▶ What this task involves
With the pictures removed, please write out every line below exactly as given.
+++ Data provided
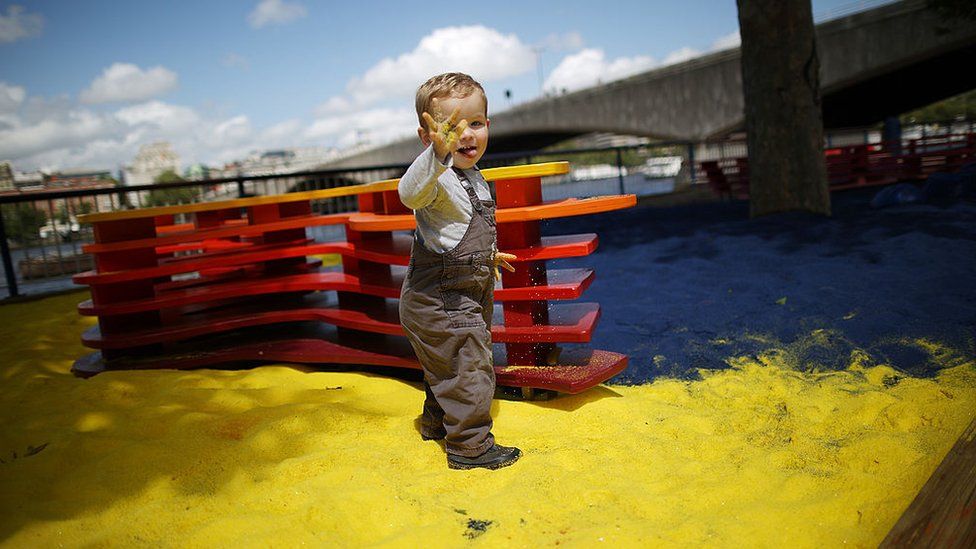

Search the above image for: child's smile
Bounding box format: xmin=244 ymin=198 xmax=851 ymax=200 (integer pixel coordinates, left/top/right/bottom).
xmin=456 ymin=145 xmax=479 ymax=160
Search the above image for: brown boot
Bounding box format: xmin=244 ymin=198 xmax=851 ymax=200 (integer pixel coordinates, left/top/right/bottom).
xmin=447 ymin=444 xmax=521 ymax=470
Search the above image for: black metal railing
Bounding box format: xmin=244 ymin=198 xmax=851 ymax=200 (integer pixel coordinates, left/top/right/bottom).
xmin=2 ymin=118 xmax=971 ymax=299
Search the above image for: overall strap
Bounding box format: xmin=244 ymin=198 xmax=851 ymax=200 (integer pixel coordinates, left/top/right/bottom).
xmin=452 ymin=167 xmax=484 ymax=212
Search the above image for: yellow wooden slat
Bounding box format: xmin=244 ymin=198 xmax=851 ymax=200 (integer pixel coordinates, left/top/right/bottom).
xmin=78 ymin=180 xmax=398 ymax=223
xmin=79 ymin=162 xmax=570 ymax=224
xmin=481 ymin=162 xmax=569 ymax=181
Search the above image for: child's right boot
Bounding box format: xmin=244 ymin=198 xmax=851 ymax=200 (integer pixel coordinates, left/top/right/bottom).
xmin=447 ymin=444 xmax=521 ymax=470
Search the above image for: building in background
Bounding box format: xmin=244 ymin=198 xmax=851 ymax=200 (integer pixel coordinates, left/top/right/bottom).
xmin=11 ymin=170 xmax=45 ymax=191
xmin=184 ymin=163 xmax=211 ymax=181
xmin=0 ymin=162 xmax=14 ymax=192
xmin=234 ymin=147 xmax=338 ymax=176
xmin=29 ymin=167 xmax=116 ymax=219
xmin=0 ymin=161 xmax=116 ymax=245
xmin=47 ymin=168 xmax=115 ymax=187
xmin=123 ymin=142 xmax=181 ymax=186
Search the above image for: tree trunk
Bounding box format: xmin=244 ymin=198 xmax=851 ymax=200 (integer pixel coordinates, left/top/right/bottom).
xmin=736 ymin=0 xmax=830 ymax=217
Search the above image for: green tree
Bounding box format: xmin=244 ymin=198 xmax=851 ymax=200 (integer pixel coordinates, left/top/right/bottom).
xmin=144 ymin=170 xmax=200 ymax=207
xmin=2 ymin=203 xmax=48 ymax=244
xmin=901 ymin=90 xmax=976 ymax=124
xmin=57 ymin=203 xmax=71 ymax=224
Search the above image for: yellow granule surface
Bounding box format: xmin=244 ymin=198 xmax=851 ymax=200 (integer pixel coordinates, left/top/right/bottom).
xmin=0 ymin=291 xmax=973 ymax=547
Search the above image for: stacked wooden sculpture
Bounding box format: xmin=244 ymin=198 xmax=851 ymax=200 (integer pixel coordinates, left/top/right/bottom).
xmin=73 ymin=162 xmax=635 ymax=394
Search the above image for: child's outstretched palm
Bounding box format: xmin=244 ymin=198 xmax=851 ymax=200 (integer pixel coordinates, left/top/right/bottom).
xmin=422 ymin=106 xmax=468 ymax=162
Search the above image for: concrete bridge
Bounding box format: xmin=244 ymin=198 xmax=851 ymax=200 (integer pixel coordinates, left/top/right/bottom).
xmin=328 ymin=0 xmax=976 ymax=168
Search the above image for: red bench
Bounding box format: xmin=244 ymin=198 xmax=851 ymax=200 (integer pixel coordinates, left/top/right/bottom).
xmin=702 ymin=131 xmax=976 ymax=197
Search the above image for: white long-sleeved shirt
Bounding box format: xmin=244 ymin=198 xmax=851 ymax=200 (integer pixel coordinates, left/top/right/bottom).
xmin=397 ymin=144 xmax=493 ymax=254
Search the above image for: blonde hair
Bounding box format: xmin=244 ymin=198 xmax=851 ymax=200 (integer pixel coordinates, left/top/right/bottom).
xmin=415 ymin=72 xmax=488 ymax=127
++++++
▶ Completed exercise
Search the above image for: child's smile
Bounding box format: xmin=244 ymin=198 xmax=851 ymax=200 (integer pixel coordinates, left/top/right/bottom).
xmin=456 ymin=145 xmax=479 ymax=160
Search the above image for: brown boot
Bounding box format: xmin=244 ymin=198 xmax=851 ymax=200 (integer pixel coordinates, left/top/right/bottom).
xmin=447 ymin=444 xmax=521 ymax=470
Search the above image for: black metal railing
Bounding box format: xmin=244 ymin=198 xmax=851 ymax=200 (integer pixel coordinates, left/top/right/bottom).
xmin=2 ymin=118 xmax=971 ymax=299
Search the above image for: overall strap
Bounding box format: xmin=244 ymin=198 xmax=851 ymax=200 (integer pixel coordinates, left/top/right/bottom).
xmin=452 ymin=167 xmax=484 ymax=212
Search the above image for: yellow wooden slat
Bounding box format: xmin=244 ymin=198 xmax=851 ymax=200 (integer pixel coordinates, left/top/right/bottom).
xmin=78 ymin=180 xmax=398 ymax=223
xmin=79 ymin=162 xmax=570 ymax=224
xmin=481 ymin=162 xmax=569 ymax=181
Search the above image for: child's right boot
Bounding box format: xmin=244 ymin=198 xmax=851 ymax=200 (integer pixel coordinates, left/top/right/bottom).
xmin=447 ymin=444 xmax=521 ymax=470
Search the above image for: building in background
Bounding box format: xmin=244 ymin=198 xmax=851 ymax=200 (integer pixel coordinates, left/top/right/bottom).
xmin=11 ymin=170 xmax=45 ymax=191
xmin=184 ymin=163 xmax=211 ymax=181
xmin=0 ymin=162 xmax=14 ymax=192
xmin=234 ymin=147 xmax=338 ymax=176
xmin=29 ymin=167 xmax=116 ymax=219
xmin=0 ymin=161 xmax=116 ymax=245
xmin=47 ymin=168 xmax=115 ymax=187
xmin=123 ymin=142 xmax=181 ymax=186
Search the above image for: tree trunk
Bounding box format: xmin=244 ymin=198 xmax=851 ymax=200 (integer pixel coordinates, left/top/right/bottom).
xmin=736 ymin=0 xmax=830 ymax=217
Search the above image for: green tree
Bounding box format: xmin=244 ymin=198 xmax=851 ymax=200 (integer pixel coordinates, left/top/right/bottom).
xmin=144 ymin=170 xmax=200 ymax=207
xmin=2 ymin=203 xmax=48 ymax=244
xmin=901 ymin=90 xmax=976 ymax=124
xmin=57 ymin=203 xmax=71 ymax=224
Search the above image for: yellow granule surface
Bounding box format: xmin=244 ymin=198 xmax=851 ymax=200 (integer pixel coordinates, left/top/right/bottom).
xmin=0 ymin=291 xmax=973 ymax=547
Search the above image for: stacked wooden sculpture
Bounding box format: xmin=244 ymin=198 xmax=851 ymax=200 (integer pixel coordinates, left/top/right/bottom).
xmin=73 ymin=162 xmax=635 ymax=394
Search the above image for: child's outstretched palm
Bounding box format: xmin=244 ymin=198 xmax=851 ymax=200 (integer pixel coordinates, left/top/right/bottom).
xmin=422 ymin=106 xmax=468 ymax=162
Search the above image for: concrete bridge
Bounding box format: xmin=244 ymin=198 xmax=851 ymax=200 (integer pixel coordinates, left/top/right/bottom).
xmin=328 ymin=0 xmax=976 ymax=168
Search the above image for: red bench
Bounding box format: xmin=244 ymin=198 xmax=851 ymax=200 (integer pixel coordinates, left/top/right/bottom).
xmin=702 ymin=131 xmax=976 ymax=197
Search the above image for: white long-sleeved shirt
Bounding box format: xmin=244 ymin=198 xmax=851 ymax=200 (integer pixel coordinates, left/top/right/bottom).
xmin=397 ymin=144 xmax=493 ymax=254
Search the above image for: blonde hair
Bounding box format: xmin=244 ymin=198 xmax=851 ymax=200 (integer pixel coordinates, left/top/right/bottom).
xmin=415 ymin=72 xmax=488 ymax=127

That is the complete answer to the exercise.